• [PROBLEM TO WORK ON]: Please list each line in the material below that contains the word "beach".

• [DATA LISTING]:

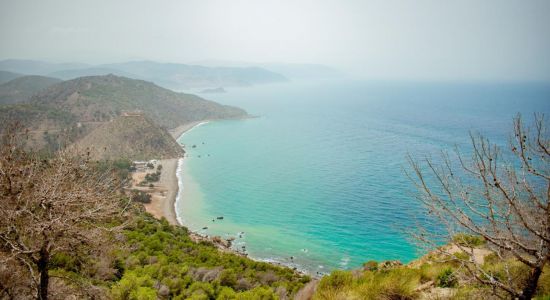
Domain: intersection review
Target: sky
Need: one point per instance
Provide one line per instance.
(389, 39)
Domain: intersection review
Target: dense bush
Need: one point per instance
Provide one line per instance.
(447, 278)
(468, 240)
(163, 258)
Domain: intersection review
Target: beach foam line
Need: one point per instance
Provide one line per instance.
(179, 176)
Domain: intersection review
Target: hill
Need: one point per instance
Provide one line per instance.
(133, 137)
(101, 98)
(36, 67)
(22, 88)
(67, 111)
(169, 75)
(181, 76)
(95, 71)
(6, 76)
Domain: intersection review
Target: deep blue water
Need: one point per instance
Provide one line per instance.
(319, 175)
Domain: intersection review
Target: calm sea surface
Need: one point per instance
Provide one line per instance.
(319, 175)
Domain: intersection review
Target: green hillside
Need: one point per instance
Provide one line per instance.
(130, 137)
(22, 88)
(100, 98)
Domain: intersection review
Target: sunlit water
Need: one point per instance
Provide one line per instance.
(319, 175)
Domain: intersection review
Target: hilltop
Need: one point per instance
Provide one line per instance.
(21, 89)
(67, 111)
(101, 98)
(170, 75)
(6, 76)
(133, 137)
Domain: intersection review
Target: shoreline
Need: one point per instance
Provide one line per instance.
(170, 174)
(167, 208)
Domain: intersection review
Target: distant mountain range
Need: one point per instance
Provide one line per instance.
(22, 88)
(169, 75)
(293, 71)
(62, 113)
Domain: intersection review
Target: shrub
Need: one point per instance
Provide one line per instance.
(447, 278)
(468, 240)
(228, 278)
(336, 279)
(141, 197)
(370, 265)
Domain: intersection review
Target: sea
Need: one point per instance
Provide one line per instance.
(317, 179)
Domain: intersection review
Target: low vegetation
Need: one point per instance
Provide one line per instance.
(431, 277)
(67, 228)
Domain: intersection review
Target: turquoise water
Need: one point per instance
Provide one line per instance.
(318, 176)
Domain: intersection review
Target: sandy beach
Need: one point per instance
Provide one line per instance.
(165, 192)
(178, 131)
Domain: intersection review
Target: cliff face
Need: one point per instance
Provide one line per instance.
(134, 137)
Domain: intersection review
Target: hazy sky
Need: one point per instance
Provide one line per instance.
(462, 39)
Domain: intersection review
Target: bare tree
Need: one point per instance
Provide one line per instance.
(48, 205)
(500, 195)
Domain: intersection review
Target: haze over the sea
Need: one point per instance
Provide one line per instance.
(319, 176)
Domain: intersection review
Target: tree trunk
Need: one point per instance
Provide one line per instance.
(531, 287)
(43, 270)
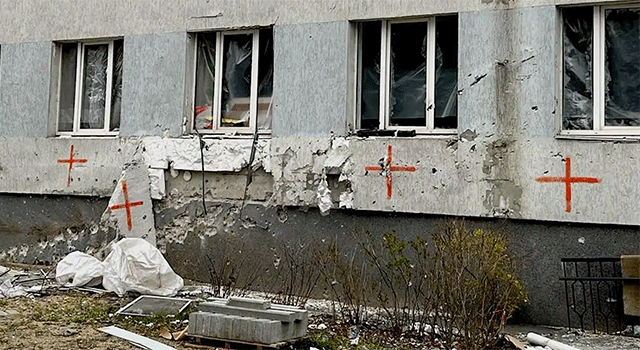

• [SOLUTION]:
Target: beach foam line
Target: sandy beach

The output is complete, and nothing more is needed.